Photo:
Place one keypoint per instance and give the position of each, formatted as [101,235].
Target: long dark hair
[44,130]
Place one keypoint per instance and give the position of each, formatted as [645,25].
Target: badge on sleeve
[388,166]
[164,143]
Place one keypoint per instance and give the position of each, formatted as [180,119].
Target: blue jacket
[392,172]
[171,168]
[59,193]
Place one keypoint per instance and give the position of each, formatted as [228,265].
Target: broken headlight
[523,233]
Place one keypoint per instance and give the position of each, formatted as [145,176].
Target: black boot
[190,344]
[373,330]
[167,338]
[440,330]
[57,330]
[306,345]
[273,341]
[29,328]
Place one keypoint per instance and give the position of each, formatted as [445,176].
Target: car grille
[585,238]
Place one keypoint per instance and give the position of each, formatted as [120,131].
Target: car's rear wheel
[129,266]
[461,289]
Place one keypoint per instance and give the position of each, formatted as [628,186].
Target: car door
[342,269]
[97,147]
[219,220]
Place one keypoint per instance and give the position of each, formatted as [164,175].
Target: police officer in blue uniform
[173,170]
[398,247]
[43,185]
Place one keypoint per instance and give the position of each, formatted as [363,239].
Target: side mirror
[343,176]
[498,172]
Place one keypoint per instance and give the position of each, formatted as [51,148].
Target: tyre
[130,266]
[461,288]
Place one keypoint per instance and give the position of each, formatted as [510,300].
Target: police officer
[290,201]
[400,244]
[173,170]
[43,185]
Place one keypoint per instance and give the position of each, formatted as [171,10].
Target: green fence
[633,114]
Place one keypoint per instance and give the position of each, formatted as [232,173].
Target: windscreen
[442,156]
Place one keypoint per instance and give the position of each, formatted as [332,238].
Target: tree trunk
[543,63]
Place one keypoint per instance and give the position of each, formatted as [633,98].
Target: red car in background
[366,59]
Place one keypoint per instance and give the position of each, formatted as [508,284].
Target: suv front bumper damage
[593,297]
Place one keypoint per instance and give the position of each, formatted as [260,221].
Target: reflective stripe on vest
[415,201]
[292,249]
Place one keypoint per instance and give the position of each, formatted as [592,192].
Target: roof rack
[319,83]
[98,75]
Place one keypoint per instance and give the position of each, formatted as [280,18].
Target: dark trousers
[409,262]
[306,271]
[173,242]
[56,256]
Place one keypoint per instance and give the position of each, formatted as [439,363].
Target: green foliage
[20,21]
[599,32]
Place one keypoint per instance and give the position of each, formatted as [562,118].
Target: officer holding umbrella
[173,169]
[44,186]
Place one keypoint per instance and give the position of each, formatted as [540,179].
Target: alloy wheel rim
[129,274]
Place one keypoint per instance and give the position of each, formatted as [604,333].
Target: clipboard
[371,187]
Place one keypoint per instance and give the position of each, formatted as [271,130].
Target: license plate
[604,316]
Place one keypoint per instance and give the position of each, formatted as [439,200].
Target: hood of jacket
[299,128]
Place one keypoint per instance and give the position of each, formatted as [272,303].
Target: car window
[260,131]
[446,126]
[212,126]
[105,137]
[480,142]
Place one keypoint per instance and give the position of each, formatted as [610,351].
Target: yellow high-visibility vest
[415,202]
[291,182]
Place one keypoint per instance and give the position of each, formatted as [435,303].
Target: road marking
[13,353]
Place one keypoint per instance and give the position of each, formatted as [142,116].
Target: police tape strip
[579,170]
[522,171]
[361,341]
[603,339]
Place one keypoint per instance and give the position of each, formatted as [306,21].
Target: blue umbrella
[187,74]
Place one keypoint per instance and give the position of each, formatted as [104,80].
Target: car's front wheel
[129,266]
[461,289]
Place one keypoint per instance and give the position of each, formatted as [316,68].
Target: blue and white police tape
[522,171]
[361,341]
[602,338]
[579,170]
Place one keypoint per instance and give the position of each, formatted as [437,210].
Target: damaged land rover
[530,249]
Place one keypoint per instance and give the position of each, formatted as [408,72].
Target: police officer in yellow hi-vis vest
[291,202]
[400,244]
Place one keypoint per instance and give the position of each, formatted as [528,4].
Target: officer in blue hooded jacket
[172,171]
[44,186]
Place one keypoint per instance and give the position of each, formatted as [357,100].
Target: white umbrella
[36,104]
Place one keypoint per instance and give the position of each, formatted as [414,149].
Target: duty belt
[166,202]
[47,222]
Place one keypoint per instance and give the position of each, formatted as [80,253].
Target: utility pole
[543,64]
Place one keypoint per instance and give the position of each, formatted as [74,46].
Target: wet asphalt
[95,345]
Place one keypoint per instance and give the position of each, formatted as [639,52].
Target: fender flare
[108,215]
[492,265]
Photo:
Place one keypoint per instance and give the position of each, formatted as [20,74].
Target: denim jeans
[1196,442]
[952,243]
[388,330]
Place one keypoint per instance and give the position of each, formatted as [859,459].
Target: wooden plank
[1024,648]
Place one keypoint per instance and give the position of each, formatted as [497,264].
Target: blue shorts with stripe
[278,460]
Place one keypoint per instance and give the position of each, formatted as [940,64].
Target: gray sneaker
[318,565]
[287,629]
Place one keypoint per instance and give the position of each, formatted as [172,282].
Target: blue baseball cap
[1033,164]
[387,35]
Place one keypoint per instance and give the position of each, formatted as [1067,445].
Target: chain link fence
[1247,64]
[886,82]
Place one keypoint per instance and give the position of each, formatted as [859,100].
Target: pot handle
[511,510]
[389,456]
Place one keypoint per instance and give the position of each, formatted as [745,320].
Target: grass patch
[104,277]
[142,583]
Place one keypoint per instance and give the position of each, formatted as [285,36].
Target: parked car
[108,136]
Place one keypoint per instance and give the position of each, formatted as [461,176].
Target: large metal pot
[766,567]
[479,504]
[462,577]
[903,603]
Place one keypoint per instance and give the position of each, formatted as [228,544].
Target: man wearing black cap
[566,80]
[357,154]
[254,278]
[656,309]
=-=-=
■ WHAT THE TASK REQUIRES:
Copy every line of the records above, starting with the first, up to and including the line containing "formatted as [260,221].".

■ ANSWER SPACE:
Photo:
Place one keypoint per instance and give the position of each, formatted as [101,235].
Target: long dark hair
[44,130]
Place one keypoint per instance and give the position of each, formatted as [645,25].
Target: badge on sleeve
[388,166]
[164,143]
Place one keypoint per instance and give the position of each, formatted as [180,119].
Target: blue jacket
[392,172]
[171,168]
[59,193]
Place one keypoint per instance and give the position of each, formatted as [228,265].
Target: broken headlight
[523,233]
Place one keypoint per instance and give the position of each, formatted as [145,176].
Target: black boot
[190,344]
[373,330]
[167,338]
[440,330]
[57,330]
[306,345]
[273,341]
[29,328]
Place one keypoint per instance and give the position of each, formatted as [445,176].
Target: car grille
[585,238]
Place one keypoint per instance and give the position of each, formatted as [120,131].
Target: car's rear wheel
[129,266]
[461,289]
Place one keypoint per instance and give the position of each, formatted as [628,186].
Target: car door
[342,269]
[97,147]
[219,220]
Place one keypoint per instance and give the position of each, formatted as [164,175].
Target: police officer in blue uniform
[173,170]
[398,247]
[43,185]
Place one keypoint per instance and give the position of each, formatted as [363,239].
Target: side mirror
[343,176]
[498,172]
Place one keypoint per instance and give the position of each, formatted as [51,148].
Target: tyre
[130,266]
[461,288]
Place one keypoint per instance and give the position of each, formatted as [510,300].
Target: police officer
[290,201]
[400,244]
[173,170]
[43,185]
Place one keypoint per instance and give the position of each, formatted as [171,10].
Target: green fence
[633,114]
Place one keypoint per instance and give the position of each, formatted as [232,173].
Target: windscreen
[442,156]
Place one keypoint per instance and give the position of each, formatted as [332,238].
Target: tree trunk
[543,63]
Place one keypoint per instance and give the position of each, formatted as [633,98].
Target: red car in background
[366,59]
Place one keypoint per instance and give the position of each, formatted as [508,284].
Target: suv front bumper damage
[593,297]
Place one keypoint per instance and give the position of each, formatted as [260,221].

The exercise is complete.